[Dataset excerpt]
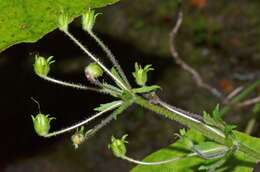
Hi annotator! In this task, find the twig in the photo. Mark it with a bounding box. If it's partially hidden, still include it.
[223,86,244,104]
[84,114,114,141]
[170,10,222,98]
[236,96,260,107]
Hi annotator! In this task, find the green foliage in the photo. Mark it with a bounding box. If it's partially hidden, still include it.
[31,113,55,137]
[108,134,128,158]
[132,85,161,93]
[111,67,125,88]
[112,99,133,119]
[133,62,154,86]
[94,100,122,112]
[71,126,85,149]
[82,9,100,32]
[0,0,119,52]
[33,55,55,76]
[85,62,103,80]
[132,130,260,172]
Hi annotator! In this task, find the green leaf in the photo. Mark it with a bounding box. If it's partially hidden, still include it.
[131,130,260,172]
[132,85,161,93]
[94,100,122,112]
[0,0,119,52]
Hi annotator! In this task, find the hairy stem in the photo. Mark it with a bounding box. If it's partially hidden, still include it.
[221,80,260,116]
[64,31,128,90]
[122,146,227,166]
[39,75,104,93]
[44,101,123,137]
[135,95,260,160]
[88,31,131,89]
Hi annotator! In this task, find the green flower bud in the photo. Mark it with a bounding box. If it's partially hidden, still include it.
[33,55,54,76]
[82,9,100,32]
[85,63,103,80]
[58,12,70,32]
[108,134,128,158]
[71,127,85,149]
[32,113,55,137]
[133,63,154,86]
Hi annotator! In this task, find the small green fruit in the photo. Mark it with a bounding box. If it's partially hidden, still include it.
[33,55,54,76]
[82,9,100,32]
[71,127,85,149]
[133,63,154,86]
[108,134,128,158]
[58,11,70,32]
[85,63,103,80]
[32,113,55,137]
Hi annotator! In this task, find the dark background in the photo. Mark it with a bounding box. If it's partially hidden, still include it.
[0,0,260,172]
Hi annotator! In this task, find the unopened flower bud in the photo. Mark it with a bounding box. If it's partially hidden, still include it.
[32,113,55,137]
[33,55,54,76]
[85,63,103,80]
[71,127,85,149]
[133,63,154,86]
[108,134,128,158]
[82,9,100,32]
[58,12,70,32]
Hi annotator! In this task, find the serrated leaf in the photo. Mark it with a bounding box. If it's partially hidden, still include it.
[0,0,119,52]
[131,130,260,172]
[132,85,161,93]
[94,100,122,112]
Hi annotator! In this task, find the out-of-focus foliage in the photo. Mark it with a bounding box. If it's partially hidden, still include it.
[132,130,260,172]
[0,0,119,52]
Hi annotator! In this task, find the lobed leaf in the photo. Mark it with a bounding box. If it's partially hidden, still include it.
[0,0,119,52]
[131,130,260,172]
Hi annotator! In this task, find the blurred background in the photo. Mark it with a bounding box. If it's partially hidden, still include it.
[0,0,260,172]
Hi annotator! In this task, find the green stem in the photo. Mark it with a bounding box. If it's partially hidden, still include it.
[64,31,128,90]
[135,95,260,160]
[88,31,131,89]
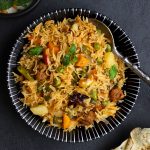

**Stated task:** Copy the listing above word for word, leaving out the pictures.

**Full answer:**
Hi annotator! In this task, find the twig in the photo. Mark it with a bounding box. If it's partially hidden, still include it.
[223,86,244,104]
[84,114,114,141]
[170,10,222,98]
[236,96,260,107]
Hi annotator! In this task, find the green foliage in the photo. Mark it with a bounding box. If it's partially hidden, still include it.
[31,113,55,137]
[108,134,128,158]
[132,85,161,93]
[111,67,125,88]
[112,99,133,119]
[133,62,154,86]
[94,100,122,112]
[71,126,85,149]
[82,9,100,32]
[0,0,119,52]
[33,55,55,76]
[85,62,103,80]
[132,130,260,172]
Hi annotator! In this task, find the green leaf in the photo. Mark it with a bounding box. If it's partially hidden, still include it.
[131,130,260,172]
[132,85,161,93]
[94,100,122,112]
[0,0,119,52]
Hi annotator! In this task, find the hairy stem in the photo. Mark it with a bounding box. If it's partially hidden, still include it.
[221,80,260,116]
[64,31,128,90]
[122,146,227,166]
[39,75,104,93]
[44,101,123,137]
[135,95,260,160]
[88,31,131,89]
Hi annotator! In this task, find the green flower bud in the photo. Mark it with a bounding box. If it's partially hidden, still include it.
[33,55,54,76]
[82,9,100,32]
[85,63,103,80]
[58,12,70,32]
[108,134,128,158]
[71,127,85,149]
[32,113,55,137]
[133,63,154,86]
Hi annotator! In this task, find the small green fruit in the photo. Mark it with a bounding box. If it's partially hidden, still include it.
[33,55,54,76]
[82,9,100,32]
[71,127,85,149]
[133,63,154,86]
[108,134,128,158]
[58,11,70,32]
[85,63,103,80]
[32,113,55,137]
Hi annotator! In this task, find the dark background in the photo. Mark it with a bounding box. If it's partially hidden, still include it.
[0,0,260,172]
Hi annotator! In this task, find the unopened flower bud in the photo. Mark it with a bounding box. If it's partially hidden, still include it.
[32,113,55,137]
[33,55,54,76]
[85,63,103,80]
[71,127,85,149]
[133,63,154,86]
[108,134,128,158]
[82,9,100,32]
[58,12,70,32]
Hi annotator! In this task, find the serrated leaf in the photo. Mark it with a bounding box. If it's partially hidden, still include it.
[0,0,119,52]
[131,130,260,172]
[132,85,161,93]
[94,100,122,112]
Hi annotator! In this task, find the out-of-focus foliage in the photo. Mark it with a bounding box. If it's partially hidden, still include it.
[132,130,260,172]
[0,0,119,52]
Hi annotator! In this task, find the lobed leaf in the photo. Mark it with a bounding box. If it's partially hidden, still include it.
[0,0,119,52]
[131,130,260,172]
Hi annotator! In this task, find the blurred background in the photo. Mark it with a bounding box. If it's partially hidden, still include it.
[0,0,260,172]
Hi annotator! In this task, find the green stem in the photo. Mark it with a bounding box. If it's partially hidden, still include it.
[64,31,128,90]
[135,95,260,160]
[88,31,131,89]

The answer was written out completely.